## TASK DIRECTIONS
Reproduce exactly the line with "Expected: one point per instance of the grass, reported" and the lines after it. Stop at the last line of the data and include nothing else.
Start of PROVIDED RECORDS
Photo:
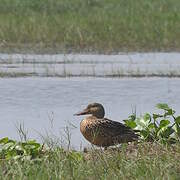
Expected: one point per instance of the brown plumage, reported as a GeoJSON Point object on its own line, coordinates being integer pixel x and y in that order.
{"type": "Point", "coordinates": [101, 131]}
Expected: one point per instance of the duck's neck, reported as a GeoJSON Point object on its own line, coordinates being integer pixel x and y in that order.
{"type": "Point", "coordinates": [99, 115]}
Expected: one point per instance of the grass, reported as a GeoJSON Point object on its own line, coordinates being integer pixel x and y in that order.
{"type": "Point", "coordinates": [89, 25]}
{"type": "Point", "coordinates": [142, 161]}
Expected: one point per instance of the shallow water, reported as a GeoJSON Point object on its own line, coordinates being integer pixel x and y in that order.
{"type": "Point", "coordinates": [130, 64]}
{"type": "Point", "coordinates": [48, 104]}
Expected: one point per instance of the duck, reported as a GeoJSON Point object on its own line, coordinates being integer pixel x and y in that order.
{"type": "Point", "coordinates": [101, 131]}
End of PROVIDED RECORDS
## ANSWER TO THIS PROBLEM
Expected: one point per instance of the grass, reported as a GeoJSON Point object on its own line, coordinates being integer pixel x and y in that order.
{"type": "Point", "coordinates": [89, 25]}
{"type": "Point", "coordinates": [142, 161]}
Expected: one point per instance of the shallow water, reported as a GeoJSON Point object on its own line, coordinates being integer pixel x and y in that order.
{"type": "Point", "coordinates": [130, 64]}
{"type": "Point", "coordinates": [48, 104]}
Expected: one point per instance of the duck, reported as a GeoJSON Point object on its own line, coordinates being integer pixel x and y in that order.
{"type": "Point", "coordinates": [101, 131]}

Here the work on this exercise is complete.